## Aim of the task
State how many lines of the records below contain the word "wall". Give only the number.

## Material for this exercise

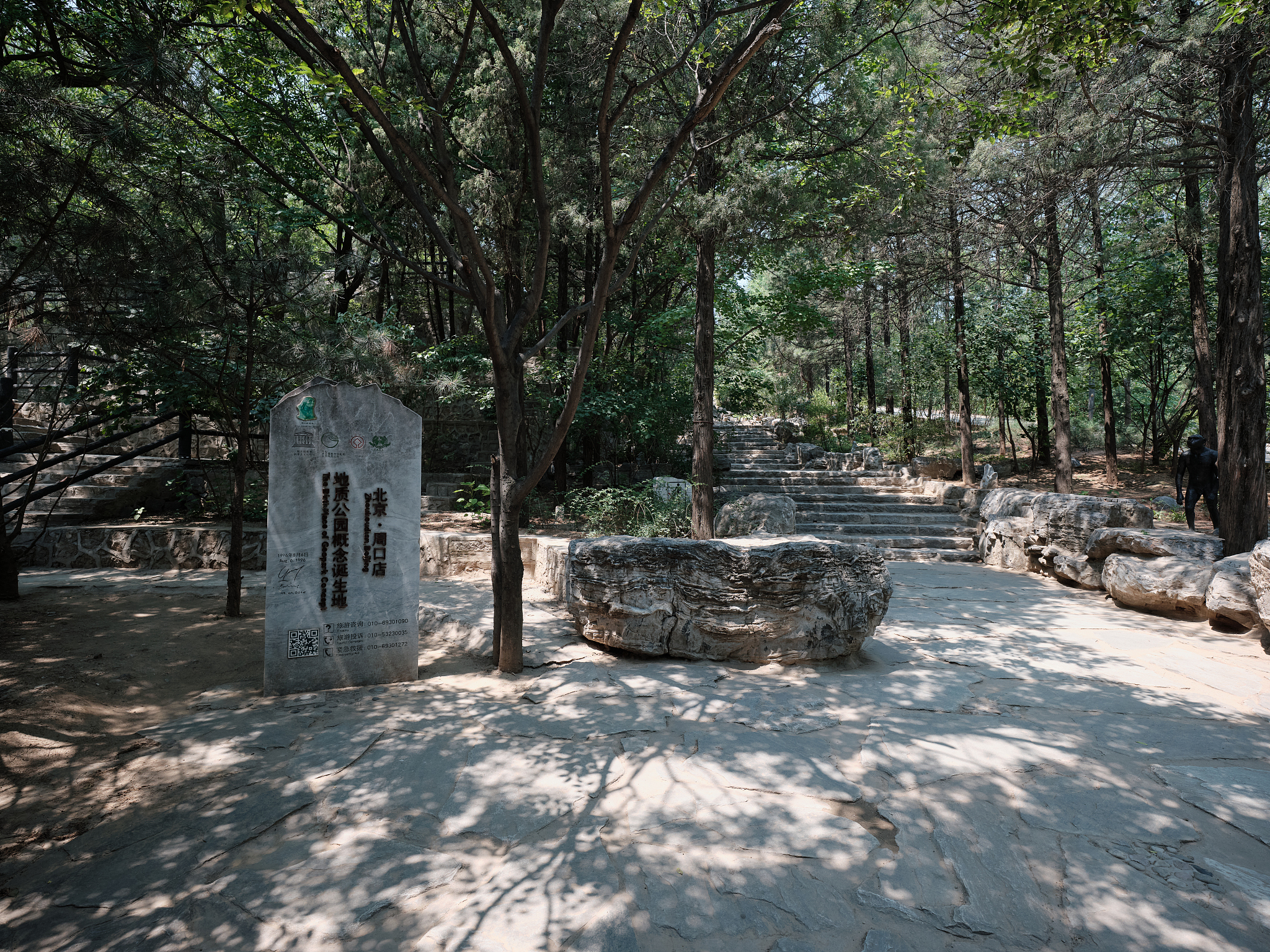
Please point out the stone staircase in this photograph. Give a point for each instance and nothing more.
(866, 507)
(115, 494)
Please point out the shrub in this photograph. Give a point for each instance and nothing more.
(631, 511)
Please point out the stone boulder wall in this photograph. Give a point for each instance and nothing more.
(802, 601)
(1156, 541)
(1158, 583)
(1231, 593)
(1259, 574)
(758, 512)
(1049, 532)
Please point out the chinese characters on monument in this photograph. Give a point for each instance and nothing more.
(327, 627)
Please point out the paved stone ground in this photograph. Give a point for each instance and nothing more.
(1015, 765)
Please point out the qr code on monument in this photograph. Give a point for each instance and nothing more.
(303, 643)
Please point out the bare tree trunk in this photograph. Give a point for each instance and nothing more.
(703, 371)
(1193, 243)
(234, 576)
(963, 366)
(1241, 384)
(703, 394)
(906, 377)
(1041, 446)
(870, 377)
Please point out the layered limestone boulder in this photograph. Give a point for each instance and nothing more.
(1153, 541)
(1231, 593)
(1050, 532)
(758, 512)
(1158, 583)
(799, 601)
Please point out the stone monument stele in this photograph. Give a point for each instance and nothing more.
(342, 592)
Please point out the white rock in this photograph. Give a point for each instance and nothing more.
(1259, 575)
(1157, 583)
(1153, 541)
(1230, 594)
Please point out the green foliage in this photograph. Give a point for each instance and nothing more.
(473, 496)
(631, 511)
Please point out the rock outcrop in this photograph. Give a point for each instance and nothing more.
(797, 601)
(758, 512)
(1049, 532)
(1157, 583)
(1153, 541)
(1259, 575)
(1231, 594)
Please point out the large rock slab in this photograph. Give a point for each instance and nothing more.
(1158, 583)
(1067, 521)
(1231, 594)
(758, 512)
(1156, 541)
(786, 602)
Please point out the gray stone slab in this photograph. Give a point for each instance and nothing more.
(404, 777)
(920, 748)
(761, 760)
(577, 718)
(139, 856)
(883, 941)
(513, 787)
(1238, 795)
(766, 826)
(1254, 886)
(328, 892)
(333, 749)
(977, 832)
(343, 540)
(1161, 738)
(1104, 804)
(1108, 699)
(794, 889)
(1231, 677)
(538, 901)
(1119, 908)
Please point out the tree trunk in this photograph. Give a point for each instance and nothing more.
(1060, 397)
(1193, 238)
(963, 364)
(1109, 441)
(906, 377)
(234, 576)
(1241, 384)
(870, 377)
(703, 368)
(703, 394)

==

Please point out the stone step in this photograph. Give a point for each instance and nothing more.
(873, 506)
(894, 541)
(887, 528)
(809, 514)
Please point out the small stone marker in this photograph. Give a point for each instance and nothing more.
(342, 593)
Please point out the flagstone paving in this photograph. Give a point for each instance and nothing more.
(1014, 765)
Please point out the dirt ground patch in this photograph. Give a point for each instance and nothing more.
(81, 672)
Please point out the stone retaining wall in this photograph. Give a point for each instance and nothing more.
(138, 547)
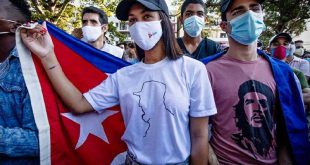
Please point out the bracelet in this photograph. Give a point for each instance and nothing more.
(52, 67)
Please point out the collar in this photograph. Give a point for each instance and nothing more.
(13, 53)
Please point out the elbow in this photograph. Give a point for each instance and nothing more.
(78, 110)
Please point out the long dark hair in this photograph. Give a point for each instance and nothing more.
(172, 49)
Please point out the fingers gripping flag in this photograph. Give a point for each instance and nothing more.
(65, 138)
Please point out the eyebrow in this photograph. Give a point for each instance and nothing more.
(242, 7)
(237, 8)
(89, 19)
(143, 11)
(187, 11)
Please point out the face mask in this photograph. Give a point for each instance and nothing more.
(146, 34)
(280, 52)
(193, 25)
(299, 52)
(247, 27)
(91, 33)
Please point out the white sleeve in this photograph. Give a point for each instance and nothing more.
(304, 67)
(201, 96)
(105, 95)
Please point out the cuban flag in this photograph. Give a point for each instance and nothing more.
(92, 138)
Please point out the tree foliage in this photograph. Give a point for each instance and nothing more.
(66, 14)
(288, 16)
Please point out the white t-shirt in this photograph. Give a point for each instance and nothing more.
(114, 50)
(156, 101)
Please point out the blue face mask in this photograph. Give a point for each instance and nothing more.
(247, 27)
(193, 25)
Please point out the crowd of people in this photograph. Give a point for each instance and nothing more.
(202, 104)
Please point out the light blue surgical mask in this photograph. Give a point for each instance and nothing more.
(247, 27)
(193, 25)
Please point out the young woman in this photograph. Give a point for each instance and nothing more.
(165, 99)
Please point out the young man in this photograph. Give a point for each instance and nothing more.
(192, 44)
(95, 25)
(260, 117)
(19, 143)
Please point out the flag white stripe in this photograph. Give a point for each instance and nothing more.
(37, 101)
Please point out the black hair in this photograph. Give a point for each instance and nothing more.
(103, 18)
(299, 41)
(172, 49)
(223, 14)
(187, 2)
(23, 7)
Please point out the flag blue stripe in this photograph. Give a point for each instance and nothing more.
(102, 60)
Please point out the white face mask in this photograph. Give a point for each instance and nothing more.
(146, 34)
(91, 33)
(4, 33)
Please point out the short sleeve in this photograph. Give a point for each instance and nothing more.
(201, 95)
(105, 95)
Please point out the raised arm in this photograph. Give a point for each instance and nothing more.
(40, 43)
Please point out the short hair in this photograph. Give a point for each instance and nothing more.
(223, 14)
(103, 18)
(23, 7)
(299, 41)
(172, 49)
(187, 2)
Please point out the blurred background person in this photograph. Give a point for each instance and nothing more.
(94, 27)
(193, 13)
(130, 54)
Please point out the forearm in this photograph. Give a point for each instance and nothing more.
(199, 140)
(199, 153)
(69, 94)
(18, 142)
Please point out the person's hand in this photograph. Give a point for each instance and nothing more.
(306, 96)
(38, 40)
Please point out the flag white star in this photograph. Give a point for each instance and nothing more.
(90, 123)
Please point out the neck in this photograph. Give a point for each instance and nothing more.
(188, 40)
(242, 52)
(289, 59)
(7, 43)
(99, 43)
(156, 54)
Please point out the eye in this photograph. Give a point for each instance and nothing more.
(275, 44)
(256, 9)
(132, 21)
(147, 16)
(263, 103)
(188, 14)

...

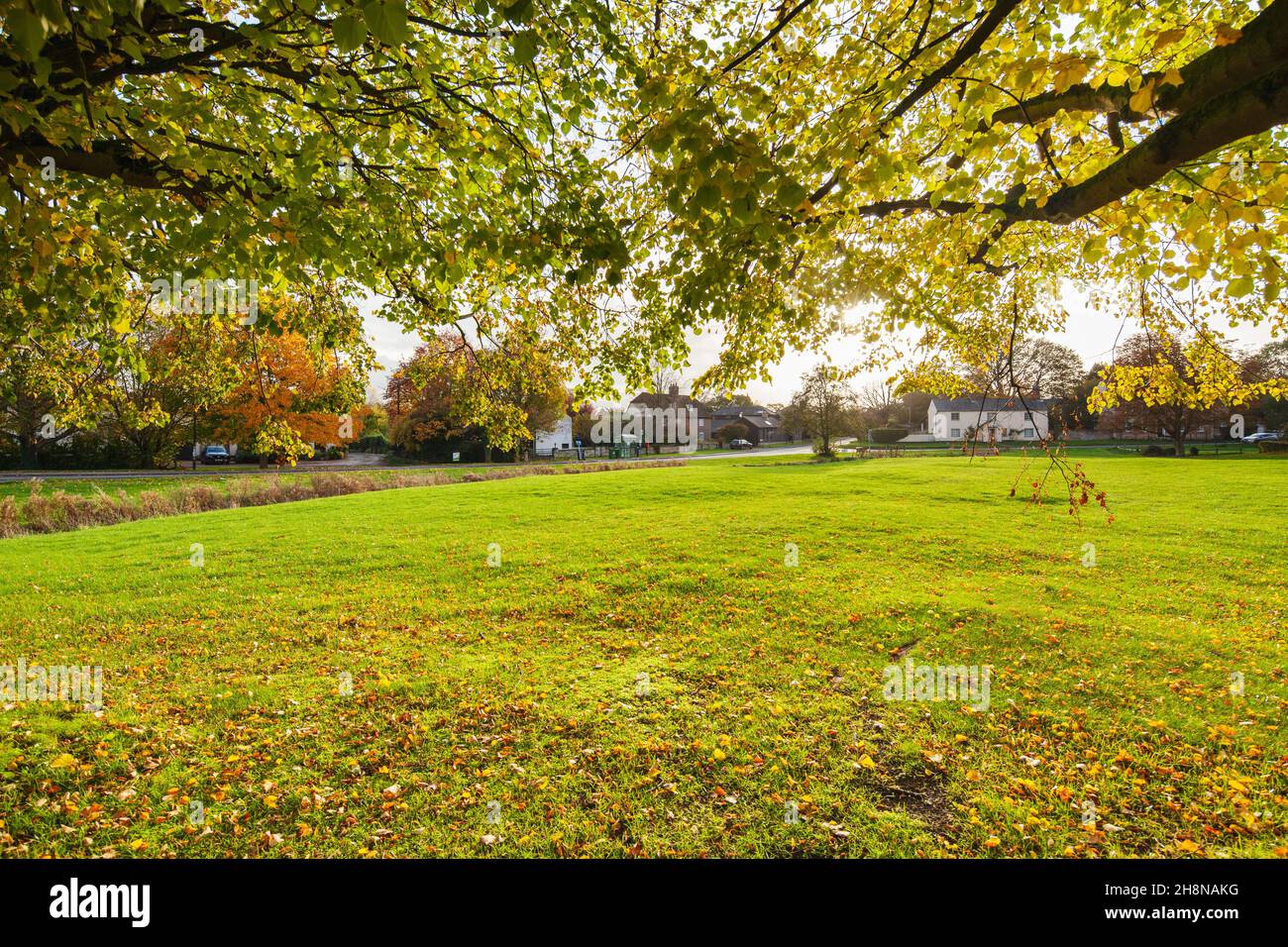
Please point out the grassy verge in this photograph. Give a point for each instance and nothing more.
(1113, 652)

## Result below
2